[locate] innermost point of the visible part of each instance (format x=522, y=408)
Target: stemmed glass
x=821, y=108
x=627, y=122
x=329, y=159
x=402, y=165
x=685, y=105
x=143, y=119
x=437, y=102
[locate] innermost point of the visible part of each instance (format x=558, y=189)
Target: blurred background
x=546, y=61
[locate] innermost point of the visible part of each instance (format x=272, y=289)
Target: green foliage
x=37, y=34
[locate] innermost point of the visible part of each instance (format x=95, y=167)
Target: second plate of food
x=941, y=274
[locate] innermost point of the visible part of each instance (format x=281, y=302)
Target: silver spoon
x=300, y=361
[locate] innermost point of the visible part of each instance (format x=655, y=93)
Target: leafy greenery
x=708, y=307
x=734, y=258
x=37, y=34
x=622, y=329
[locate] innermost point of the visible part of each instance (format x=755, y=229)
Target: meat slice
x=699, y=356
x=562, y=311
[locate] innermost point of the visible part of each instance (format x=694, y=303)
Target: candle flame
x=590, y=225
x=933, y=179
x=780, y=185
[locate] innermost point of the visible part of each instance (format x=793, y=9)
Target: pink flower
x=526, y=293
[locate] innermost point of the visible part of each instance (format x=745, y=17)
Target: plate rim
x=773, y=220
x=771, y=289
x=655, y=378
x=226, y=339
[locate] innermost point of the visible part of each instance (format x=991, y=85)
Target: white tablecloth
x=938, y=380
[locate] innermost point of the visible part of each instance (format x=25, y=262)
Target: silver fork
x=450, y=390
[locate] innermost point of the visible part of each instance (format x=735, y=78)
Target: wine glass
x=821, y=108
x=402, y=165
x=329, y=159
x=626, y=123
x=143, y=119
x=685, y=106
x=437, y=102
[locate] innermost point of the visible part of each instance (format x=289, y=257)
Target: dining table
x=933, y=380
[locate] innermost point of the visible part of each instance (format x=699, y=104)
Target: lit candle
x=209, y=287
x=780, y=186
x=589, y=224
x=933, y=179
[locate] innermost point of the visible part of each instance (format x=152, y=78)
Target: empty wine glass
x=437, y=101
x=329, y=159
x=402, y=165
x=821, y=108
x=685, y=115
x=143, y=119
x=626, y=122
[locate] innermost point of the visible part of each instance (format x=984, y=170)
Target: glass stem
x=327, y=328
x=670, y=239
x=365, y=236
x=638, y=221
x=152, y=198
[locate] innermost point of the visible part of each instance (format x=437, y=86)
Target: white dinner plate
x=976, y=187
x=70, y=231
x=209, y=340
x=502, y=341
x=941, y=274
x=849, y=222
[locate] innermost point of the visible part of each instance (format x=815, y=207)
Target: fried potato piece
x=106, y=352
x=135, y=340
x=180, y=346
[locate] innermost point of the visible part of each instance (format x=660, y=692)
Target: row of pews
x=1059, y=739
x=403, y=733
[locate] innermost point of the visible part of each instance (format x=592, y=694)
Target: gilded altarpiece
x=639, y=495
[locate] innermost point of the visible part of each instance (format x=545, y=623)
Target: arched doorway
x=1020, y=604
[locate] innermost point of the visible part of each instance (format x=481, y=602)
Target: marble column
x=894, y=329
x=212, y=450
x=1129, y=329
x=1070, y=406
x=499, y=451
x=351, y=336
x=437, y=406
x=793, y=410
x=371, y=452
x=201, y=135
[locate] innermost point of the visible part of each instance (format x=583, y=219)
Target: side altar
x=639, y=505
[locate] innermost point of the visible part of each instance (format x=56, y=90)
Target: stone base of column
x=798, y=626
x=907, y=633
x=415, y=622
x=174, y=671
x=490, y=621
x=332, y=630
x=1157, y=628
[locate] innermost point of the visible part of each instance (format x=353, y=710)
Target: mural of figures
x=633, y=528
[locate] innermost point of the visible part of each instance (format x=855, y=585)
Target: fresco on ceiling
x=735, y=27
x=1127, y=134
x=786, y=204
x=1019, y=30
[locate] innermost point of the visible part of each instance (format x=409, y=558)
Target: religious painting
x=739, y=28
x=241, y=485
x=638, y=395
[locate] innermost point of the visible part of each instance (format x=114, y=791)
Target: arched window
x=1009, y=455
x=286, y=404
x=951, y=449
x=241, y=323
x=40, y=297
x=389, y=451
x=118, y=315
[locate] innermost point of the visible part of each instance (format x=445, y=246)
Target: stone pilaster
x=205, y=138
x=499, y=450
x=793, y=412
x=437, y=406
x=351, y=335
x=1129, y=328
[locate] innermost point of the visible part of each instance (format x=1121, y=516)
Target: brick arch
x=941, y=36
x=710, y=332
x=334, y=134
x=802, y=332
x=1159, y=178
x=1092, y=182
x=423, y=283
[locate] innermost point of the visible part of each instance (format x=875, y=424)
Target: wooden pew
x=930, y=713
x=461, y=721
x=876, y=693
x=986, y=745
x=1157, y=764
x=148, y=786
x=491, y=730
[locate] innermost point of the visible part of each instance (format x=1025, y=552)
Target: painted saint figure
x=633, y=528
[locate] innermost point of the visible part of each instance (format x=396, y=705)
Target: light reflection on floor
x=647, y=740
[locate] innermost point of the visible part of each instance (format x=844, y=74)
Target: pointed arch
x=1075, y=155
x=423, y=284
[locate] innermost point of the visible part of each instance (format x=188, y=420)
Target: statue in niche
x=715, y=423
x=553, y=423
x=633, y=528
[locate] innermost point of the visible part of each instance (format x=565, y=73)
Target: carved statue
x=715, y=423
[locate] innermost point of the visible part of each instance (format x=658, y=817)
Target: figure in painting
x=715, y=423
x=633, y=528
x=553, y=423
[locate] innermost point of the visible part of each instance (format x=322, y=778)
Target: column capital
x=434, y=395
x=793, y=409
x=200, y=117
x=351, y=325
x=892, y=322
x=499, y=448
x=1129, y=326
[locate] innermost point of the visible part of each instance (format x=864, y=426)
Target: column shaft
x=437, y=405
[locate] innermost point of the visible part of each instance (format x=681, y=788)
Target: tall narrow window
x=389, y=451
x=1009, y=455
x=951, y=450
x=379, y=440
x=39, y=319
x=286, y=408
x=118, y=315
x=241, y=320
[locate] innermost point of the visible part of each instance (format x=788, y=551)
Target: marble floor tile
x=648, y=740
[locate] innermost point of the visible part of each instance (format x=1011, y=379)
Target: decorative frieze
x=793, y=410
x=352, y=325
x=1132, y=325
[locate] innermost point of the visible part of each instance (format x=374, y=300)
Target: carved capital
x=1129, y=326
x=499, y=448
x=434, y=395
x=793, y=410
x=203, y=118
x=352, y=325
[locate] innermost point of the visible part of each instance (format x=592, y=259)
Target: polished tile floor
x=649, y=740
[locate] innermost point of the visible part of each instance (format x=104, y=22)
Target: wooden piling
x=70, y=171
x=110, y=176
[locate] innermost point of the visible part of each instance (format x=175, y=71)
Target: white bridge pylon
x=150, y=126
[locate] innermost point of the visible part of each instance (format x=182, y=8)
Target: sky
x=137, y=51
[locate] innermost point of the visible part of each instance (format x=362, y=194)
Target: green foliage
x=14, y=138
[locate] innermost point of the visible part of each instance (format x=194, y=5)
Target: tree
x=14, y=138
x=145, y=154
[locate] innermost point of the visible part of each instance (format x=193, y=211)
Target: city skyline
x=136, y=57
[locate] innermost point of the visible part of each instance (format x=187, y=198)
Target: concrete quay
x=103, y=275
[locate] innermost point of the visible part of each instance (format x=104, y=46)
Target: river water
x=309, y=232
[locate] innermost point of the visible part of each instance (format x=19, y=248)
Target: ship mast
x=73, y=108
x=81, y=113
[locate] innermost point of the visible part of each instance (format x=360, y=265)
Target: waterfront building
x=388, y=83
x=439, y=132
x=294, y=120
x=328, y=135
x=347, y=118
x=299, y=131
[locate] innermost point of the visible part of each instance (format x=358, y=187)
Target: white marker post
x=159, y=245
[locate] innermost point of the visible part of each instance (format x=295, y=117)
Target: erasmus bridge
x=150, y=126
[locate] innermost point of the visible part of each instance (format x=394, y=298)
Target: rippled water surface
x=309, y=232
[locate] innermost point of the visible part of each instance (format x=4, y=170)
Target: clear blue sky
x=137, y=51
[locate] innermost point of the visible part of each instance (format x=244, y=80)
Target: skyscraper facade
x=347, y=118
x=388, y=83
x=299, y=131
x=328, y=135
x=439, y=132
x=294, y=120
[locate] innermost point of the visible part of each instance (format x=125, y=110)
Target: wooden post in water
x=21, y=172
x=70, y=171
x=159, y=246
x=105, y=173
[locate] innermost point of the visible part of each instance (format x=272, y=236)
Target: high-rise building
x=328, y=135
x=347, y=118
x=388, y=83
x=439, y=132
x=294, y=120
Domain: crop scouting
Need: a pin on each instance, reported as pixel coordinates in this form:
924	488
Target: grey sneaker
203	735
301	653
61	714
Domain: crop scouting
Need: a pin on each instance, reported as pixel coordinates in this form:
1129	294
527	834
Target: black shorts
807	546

TASK OBJECTIVE
Copy exactly, and only, the lines from the line containing "Target: clear blue sky" to the end of the listing, with both ends included.

OUTPUT
Target: clear blue sky
x=137, y=51
[locate] innermost point of the visible part of each instance (format x=244, y=80)
Target: skyscraper facade
x=347, y=118
x=388, y=83
x=299, y=131
x=328, y=135
x=439, y=132
x=294, y=120
[locate] innermost point of the visible part of each instance (format x=125, y=110)
Target: wooden post in water
x=21, y=172
x=70, y=171
x=159, y=246
x=105, y=173
[locate] innermost point of the visible part of each instance (format x=272, y=236)
Target: high-rise building
x=328, y=135
x=347, y=118
x=388, y=83
x=439, y=132
x=294, y=120
Domain: crop scouting
Need: a pin on each instance, reported as pixel coordinates in this form:
924	488
Target: grey sneaker
203	735
301	653
61	714
Domain: crop scouting
Need: a pin on each instance, reported as pixel coordinates in this form:
1129	294
527	834
Target: black shorts
807	546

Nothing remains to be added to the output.